Lei da eutanásia. “Estamos a criar um direito à morte. Isto é altamente preocupante”
25-11-2022 - 23:07
 • Ana Catarina André

A presidente do Conselho Nacional de Ética para as Ciências da Vida considera que a lei da eutanásia, que vai agora ser votada, se afasta da tentativa inicial de equilíbrio entre a proteção da vida e o respeito pela autonomia dos doentes. “Estamos a assistir já à chamada rampa deslizante.”

Sem o conceito de doença fatal, o texto da lei da eutanásia, que vai agora a votação, é mais abrangente do que as propostas anteriores, enquadrando mais situações em que é possível recorrer à morte medicamente assistida. Um alerta deixado por Maria do Céu Patrão Neves, presidente do Conselho Nacional de Ética para as Ciências da Vida, que afirma que a “primeira peça legislativa era bastante restritiva” e foi “sofrendo sucessivas revisões no sentido de um alargamento cada vez maior”.

Em entrevista à Renascença, a académica critica, em nome pessoal, “a pressa” do parlamento em decidir sobre esta matéria e as lacunas no acesso à saúde em Portugal. “Não há dúvida certamente para ninguém, nem tão pouco para os deputados que assinam esta legislação, de que é muito mais urgente satisfazer as necessidades de cuidados de saúde em vida.”

* [Dados fornecidos]
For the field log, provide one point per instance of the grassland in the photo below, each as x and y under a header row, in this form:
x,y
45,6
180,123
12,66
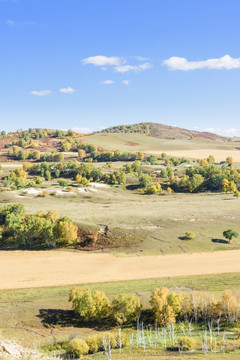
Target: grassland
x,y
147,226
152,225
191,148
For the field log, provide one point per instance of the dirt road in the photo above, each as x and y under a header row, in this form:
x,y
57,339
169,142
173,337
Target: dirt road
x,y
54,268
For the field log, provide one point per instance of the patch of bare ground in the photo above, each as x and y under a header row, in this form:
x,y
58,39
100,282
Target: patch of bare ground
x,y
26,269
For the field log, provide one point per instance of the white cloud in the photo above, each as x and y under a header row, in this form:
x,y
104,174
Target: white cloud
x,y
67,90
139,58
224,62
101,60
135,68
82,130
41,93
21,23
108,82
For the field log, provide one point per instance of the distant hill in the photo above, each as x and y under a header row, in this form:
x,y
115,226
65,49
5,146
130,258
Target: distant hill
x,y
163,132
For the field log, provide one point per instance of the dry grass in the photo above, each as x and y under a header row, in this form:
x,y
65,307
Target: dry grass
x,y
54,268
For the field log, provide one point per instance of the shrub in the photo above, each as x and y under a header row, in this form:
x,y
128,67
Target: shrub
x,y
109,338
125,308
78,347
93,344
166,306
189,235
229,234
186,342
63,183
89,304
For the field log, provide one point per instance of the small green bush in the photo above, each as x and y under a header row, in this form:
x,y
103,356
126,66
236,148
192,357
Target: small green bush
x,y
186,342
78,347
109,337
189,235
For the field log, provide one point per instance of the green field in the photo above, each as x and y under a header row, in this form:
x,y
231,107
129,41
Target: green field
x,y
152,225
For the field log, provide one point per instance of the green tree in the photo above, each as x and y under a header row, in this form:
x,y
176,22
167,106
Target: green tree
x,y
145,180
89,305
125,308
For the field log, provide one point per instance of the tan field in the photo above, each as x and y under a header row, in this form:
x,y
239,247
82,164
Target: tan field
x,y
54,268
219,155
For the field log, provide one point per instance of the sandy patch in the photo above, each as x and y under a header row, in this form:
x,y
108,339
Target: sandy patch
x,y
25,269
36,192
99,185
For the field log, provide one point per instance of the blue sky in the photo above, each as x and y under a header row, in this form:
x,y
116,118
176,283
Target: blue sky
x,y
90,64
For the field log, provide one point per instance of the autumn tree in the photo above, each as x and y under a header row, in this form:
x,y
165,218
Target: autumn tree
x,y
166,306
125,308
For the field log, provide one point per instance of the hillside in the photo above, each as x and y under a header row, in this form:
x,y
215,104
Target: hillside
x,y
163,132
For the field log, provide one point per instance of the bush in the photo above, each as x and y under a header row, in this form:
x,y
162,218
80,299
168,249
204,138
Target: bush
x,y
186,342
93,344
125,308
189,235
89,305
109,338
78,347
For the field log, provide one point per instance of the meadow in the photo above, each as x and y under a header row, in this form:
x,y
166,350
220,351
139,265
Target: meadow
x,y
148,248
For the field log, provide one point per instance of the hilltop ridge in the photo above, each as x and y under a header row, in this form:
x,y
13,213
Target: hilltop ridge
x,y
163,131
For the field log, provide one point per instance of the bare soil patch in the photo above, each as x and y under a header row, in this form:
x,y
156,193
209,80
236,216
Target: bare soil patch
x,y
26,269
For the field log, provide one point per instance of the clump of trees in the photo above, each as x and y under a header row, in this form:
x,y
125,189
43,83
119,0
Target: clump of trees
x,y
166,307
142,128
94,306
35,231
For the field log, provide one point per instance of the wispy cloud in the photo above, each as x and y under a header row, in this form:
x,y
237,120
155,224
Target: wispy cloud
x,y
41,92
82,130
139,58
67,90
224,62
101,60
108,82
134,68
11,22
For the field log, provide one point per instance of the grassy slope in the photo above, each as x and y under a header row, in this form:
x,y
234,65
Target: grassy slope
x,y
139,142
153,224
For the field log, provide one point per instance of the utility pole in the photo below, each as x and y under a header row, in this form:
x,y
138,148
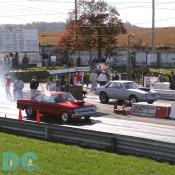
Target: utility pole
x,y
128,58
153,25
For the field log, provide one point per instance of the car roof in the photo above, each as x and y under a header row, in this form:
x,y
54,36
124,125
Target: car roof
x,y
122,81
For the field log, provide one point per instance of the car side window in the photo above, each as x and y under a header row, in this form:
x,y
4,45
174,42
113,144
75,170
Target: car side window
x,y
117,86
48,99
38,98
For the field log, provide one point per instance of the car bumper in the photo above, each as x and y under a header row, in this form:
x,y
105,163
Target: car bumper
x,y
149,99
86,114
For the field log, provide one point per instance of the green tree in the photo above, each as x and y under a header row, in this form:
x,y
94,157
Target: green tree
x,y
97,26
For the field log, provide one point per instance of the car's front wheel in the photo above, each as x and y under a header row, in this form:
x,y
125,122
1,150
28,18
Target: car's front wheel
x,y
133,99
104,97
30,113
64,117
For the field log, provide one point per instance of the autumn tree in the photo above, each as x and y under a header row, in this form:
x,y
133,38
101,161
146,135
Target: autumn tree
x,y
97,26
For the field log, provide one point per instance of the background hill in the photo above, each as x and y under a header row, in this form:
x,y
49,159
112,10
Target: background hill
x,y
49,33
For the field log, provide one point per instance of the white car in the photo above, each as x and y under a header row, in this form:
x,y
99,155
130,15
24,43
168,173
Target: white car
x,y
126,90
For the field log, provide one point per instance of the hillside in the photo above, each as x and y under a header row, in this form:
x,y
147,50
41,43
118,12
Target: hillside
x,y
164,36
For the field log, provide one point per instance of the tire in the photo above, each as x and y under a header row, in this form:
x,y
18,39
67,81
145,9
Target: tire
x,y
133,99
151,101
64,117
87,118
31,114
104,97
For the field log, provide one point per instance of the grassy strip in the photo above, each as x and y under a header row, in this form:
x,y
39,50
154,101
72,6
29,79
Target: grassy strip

==

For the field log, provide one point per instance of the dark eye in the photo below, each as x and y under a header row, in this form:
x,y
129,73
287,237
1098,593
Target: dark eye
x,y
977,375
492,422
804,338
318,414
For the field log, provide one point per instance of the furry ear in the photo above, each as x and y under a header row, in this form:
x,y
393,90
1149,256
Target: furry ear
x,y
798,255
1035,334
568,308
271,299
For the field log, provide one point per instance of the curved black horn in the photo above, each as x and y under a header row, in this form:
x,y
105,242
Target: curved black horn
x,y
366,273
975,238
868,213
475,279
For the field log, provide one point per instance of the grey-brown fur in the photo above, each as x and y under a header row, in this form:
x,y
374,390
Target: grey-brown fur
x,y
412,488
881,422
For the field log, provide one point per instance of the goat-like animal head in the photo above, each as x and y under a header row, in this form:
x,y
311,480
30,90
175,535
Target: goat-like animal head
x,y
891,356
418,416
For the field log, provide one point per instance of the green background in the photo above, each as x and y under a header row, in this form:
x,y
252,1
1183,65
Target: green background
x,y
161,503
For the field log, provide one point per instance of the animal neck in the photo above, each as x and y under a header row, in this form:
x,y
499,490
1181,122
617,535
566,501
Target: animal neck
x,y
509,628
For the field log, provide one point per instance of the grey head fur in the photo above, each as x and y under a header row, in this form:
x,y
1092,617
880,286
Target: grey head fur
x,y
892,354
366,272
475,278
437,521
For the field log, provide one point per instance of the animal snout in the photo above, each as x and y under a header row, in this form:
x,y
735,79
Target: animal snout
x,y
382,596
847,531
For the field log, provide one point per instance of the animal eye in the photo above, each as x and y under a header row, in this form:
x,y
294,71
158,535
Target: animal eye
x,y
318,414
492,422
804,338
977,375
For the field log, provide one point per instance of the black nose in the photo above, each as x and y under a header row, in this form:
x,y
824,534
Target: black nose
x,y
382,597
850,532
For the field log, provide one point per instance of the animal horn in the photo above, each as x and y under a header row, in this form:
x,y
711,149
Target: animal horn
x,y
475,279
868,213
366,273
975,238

* [O que se pede] Segundo o texto sobre a lei da eutanásia, que cargo ocupa Maria do Céu Patrão Neves?

* [Resposta ao problema] É presidente do Conselho Nacional de Ética para as Ciências da Vida.